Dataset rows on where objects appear

* * * * * * * * *

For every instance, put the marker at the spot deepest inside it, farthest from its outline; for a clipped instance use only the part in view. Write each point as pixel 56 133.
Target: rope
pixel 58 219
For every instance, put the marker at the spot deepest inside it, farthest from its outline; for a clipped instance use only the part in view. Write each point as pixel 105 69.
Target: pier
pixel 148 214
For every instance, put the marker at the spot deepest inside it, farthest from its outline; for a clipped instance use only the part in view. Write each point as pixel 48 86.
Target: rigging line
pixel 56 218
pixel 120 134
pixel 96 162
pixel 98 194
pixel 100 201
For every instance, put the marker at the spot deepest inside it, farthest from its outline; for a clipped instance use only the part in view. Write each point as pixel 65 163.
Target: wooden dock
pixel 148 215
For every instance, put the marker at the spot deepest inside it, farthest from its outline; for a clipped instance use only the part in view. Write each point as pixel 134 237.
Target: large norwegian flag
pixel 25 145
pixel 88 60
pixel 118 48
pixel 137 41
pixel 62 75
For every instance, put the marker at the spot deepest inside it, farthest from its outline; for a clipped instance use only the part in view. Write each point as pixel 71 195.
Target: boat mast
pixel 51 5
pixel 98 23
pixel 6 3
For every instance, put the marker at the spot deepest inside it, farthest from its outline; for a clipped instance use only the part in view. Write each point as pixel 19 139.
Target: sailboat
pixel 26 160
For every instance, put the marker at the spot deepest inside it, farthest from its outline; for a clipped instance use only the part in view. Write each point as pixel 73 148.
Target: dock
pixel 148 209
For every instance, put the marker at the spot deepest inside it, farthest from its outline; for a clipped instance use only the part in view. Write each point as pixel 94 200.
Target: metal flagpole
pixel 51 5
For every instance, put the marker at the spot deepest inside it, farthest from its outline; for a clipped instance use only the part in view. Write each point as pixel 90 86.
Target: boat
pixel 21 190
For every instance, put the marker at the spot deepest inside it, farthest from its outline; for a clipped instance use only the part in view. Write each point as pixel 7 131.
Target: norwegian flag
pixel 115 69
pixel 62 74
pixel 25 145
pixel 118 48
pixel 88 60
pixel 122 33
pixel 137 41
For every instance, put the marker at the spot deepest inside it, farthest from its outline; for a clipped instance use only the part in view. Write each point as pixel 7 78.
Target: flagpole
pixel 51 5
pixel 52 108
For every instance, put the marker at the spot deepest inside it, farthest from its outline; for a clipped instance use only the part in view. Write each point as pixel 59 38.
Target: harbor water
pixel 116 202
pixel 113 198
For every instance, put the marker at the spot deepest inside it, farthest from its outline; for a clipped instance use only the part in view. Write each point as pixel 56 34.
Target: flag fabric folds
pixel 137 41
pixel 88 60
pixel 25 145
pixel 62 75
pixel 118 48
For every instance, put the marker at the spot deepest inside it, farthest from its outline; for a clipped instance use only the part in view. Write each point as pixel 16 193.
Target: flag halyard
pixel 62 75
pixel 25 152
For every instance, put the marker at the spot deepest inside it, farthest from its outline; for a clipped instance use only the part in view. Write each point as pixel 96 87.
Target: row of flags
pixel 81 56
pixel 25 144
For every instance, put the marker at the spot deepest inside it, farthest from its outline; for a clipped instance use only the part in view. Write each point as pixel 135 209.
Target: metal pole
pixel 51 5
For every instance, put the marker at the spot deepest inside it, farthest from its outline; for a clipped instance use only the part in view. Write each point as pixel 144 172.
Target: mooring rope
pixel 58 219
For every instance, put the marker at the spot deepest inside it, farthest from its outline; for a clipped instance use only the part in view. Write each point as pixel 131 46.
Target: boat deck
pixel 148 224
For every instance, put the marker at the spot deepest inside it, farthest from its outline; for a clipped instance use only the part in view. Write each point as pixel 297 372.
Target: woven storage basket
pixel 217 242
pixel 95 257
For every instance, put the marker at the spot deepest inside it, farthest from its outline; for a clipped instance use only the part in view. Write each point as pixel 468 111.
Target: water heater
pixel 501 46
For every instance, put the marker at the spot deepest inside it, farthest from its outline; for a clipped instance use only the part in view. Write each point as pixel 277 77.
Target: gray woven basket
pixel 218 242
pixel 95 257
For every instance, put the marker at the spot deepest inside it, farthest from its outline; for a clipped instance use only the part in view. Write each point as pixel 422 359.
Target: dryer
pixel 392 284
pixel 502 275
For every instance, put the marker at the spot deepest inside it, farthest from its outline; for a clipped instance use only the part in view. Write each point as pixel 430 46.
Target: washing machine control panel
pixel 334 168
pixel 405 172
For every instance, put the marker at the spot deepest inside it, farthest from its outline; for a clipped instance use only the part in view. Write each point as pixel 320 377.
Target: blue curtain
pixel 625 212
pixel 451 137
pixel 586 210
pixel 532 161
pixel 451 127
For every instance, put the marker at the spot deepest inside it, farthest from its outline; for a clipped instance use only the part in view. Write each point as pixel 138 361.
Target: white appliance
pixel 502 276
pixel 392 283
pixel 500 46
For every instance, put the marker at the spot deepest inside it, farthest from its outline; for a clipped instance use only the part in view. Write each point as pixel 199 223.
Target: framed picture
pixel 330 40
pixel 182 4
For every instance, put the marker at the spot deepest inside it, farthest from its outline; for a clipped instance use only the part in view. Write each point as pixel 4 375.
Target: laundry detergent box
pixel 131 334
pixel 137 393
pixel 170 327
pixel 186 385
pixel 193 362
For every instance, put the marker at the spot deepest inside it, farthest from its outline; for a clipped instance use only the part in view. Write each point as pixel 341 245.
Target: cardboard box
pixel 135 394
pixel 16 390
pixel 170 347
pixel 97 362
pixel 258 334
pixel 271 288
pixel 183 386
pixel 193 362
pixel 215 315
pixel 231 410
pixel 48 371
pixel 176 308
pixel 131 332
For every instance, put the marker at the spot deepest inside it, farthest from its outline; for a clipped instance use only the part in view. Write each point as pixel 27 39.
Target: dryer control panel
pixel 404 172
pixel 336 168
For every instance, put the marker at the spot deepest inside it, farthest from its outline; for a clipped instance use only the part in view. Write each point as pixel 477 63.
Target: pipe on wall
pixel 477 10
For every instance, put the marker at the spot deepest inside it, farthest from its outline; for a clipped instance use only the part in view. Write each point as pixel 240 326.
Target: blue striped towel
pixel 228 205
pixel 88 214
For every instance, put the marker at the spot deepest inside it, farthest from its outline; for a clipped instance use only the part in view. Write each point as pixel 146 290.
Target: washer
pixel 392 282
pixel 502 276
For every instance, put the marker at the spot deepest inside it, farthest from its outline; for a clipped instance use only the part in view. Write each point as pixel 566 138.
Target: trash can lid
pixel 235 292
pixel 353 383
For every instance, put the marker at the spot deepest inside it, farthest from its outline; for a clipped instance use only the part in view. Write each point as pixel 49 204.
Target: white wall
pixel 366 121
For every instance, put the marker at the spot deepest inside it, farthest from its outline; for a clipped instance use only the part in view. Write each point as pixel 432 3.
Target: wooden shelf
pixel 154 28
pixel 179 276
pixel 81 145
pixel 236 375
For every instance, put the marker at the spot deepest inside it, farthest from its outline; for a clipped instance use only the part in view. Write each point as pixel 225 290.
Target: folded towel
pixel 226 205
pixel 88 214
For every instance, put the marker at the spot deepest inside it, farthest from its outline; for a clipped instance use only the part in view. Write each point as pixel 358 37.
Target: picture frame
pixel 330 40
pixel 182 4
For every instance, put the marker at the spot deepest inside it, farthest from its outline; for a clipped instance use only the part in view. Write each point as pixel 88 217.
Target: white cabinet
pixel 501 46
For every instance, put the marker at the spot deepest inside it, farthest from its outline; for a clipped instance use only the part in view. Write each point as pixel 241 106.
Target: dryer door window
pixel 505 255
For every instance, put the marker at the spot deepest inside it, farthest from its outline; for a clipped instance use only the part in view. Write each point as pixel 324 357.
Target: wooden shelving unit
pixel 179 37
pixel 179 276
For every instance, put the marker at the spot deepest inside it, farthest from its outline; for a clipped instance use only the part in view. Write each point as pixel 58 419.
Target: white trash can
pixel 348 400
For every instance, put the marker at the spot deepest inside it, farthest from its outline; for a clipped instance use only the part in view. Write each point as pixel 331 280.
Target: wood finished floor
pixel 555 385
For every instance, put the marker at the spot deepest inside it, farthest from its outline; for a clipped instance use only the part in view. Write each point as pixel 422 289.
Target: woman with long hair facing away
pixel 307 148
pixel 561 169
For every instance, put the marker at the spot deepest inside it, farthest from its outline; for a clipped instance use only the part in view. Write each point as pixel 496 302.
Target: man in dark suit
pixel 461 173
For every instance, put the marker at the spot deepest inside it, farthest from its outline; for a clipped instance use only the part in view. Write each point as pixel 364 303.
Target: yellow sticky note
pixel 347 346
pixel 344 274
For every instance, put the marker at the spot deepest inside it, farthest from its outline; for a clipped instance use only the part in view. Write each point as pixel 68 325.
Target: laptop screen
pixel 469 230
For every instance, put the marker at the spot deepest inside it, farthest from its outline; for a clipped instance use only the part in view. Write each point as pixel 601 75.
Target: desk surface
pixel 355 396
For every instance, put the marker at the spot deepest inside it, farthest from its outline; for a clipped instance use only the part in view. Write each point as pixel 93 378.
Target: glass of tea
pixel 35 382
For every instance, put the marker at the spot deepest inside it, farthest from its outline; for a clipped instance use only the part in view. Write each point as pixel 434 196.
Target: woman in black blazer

* * * * * * * * *

Set task — Repeat exactly the lines from the line containing "pixel 496 302." through the end of the listing above; both boundary lines are part of the output.

Response below —
For every instance, put the marker at the spot deepest inside it, farthest from its outline; for a clipped instance use only the part in view. Write each point as pixel 496 302.
Target: man in dark suit
pixel 461 173
For every instance, put the marker at the spot deepest inside it, farthest from its outline; for a clipped instance use only the part in view. Write each point as pixel 364 303.
Target: yellow sticky note
pixel 347 346
pixel 344 274
For every instance, put the marker at the spot deepest inside it, farthest from its outline; for a clipped instance use only the part in view. Write each point as pixel 68 325.
Target: laptop screen
pixel 469 230
For every instance, put the marker at the spot deepest inside it, farthest from its outline; for a clipped instance use only the part in view. Write each point as pixel 601 75.
Target: desk surface
pixel 355 396
For every instance, put the marker at the spot deepest inside it, farthest from its outline; for a clipped instance use only the part in view. Write each point as pixel 93 378.
Target: glass of tea
pixel 35 382
For every instance, put the marker at the spot deepest inside it, farthest from its outline; for a clipped instance use only the part in view. Write each point as pixel 434 196.
Target: woman in black blazer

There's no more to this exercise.